_Problem requirements:_ Reproduce, word for word, the stretch of the RSemanticMediaWikiBot introduction from "This is an bot" through "loose on a wiki.".

# start of Page excerpt

Giter Club home page Giter Club logo

rsemanticmediawikibot's Introduction

RSemanticMediaWikiBot

This is an bot developed in R for editing Semantic MediaWiki templates. This code is very much in development, and it is highly recommended to test it on a few pages before letting it loose on a wiki.

The primary motivation for Yet Another MediaWiki Bot Framework is that this bot is specifically design to help with batch editing of data contained within Semantic Templates that are commonly used with Semantic MediaWiki.

The main idea is that this bot converts templates into data structures in R. For example, it allows you to read from a wiki page a template such as:

{{City
| point=52.015, 4.356667
| country=Netherlands
}}

...and then convert this data into a list within R. The data contained in the list can be accessed via template$point, template$country, etc.

##Installation Once you check out the code, you can install the package via:

cd Directory/Of/RSemanticMediaWikiBot
bash ./checkBuildAndInstall.sh

This runs a shell script which performs the steps below:

  1. Check that everything is ok:
cd Directory/Of/RSemanticMediaWikiBot
R CMD check .
  1. Build:
cd .. 
R CMD build RSemanticMediaWikiBot
  1. Install it so that it is accessible within the R environment:
sudo R CMD INSTALL RSemanticMediaWikiBot_0.1.tar.gz

The functions can then be accessed from within R code by first declaring:

library(RSemanticMediaWikiBot)

##Basic usage - logging in, reading, editing

###Logging in

#TODO fill these in based on your own configuration
username=USERNAME
password=PASSWORD
apiURL = "http://my.wiki.com/wiki/api.php"

bot = initializeBot(apiURL) #initialize the bot
login(username, password, bot) #login to the wiki

###Reading page text

text = read(title="MyWikiPage", bot) 

###Editing and saving page text

edit(title="MyWikiPage", 
     text="this is the new page text", 
     bot, 
     summary="my edit summary")

###Deleting pages

delete(pageName, bot, reason="deleting old page")

# end of Page excerpt
# start of Excerpted records

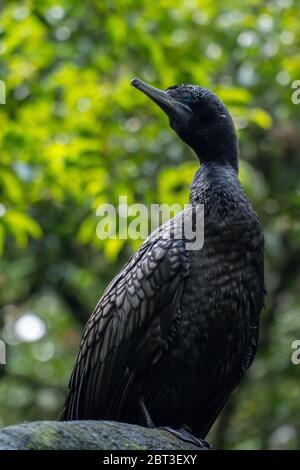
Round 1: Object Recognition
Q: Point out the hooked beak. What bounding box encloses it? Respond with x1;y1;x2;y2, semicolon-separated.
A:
131;78;193;127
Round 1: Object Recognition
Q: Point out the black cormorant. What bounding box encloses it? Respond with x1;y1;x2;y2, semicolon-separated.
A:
61;79;264;448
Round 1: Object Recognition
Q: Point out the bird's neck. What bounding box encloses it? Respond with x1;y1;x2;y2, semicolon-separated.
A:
190;161;242;203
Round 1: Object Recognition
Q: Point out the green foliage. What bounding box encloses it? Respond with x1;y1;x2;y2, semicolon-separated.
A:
0;0;300;448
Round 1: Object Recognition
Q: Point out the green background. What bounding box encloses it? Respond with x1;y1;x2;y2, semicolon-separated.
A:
0;0;300;449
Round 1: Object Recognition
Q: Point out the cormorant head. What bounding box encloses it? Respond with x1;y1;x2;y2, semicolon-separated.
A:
131;78;238;170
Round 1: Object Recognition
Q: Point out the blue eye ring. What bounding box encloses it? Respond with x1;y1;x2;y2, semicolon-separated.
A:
183;95;193;103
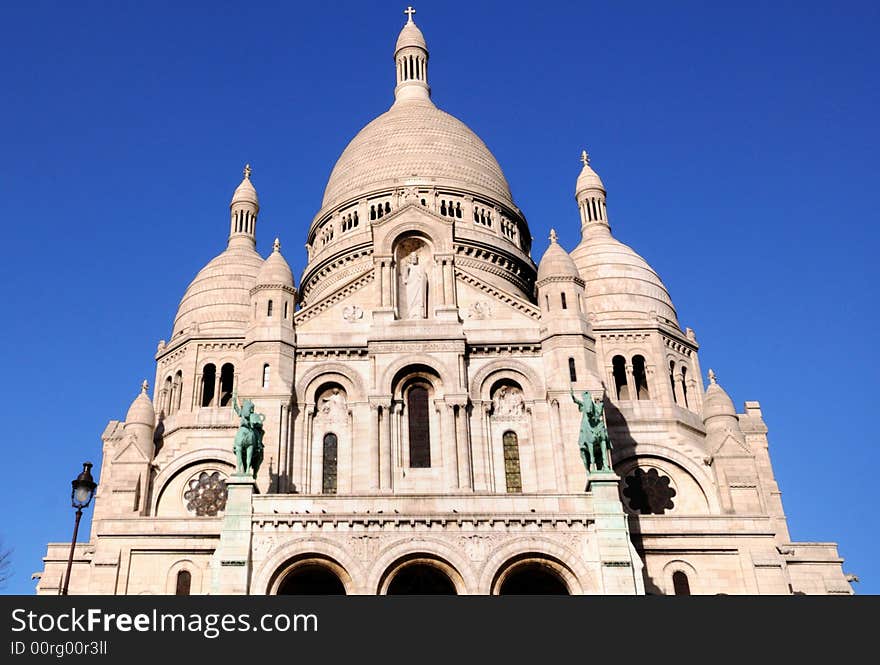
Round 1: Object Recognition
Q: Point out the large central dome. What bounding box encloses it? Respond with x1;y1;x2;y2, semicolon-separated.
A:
321;99;513;208
321;15;513;210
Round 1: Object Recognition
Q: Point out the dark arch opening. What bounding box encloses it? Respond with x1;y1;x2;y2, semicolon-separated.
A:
174;570;192;596
202;363;217;406
278;563;345;596
387;563;457;596
498;563;571;596
220;363;235;406
672;570;691;596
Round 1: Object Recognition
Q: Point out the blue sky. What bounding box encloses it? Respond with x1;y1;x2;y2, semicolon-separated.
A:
0;0;880;593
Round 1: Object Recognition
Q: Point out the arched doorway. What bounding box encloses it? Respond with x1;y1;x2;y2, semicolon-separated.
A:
269;556;351;596
278;563;345;596
492;554;577;596
498;563;569;596
386;563;457;596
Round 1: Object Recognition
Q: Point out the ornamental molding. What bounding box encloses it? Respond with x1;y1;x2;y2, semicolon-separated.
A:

# end of Excerpted records

_Result of the task:_
This is an bot developed in R for editing Semantic MediaWiki templates. This code is very much in development, and it is highly recommended to test it on a few pages before letting it loose on a wiki.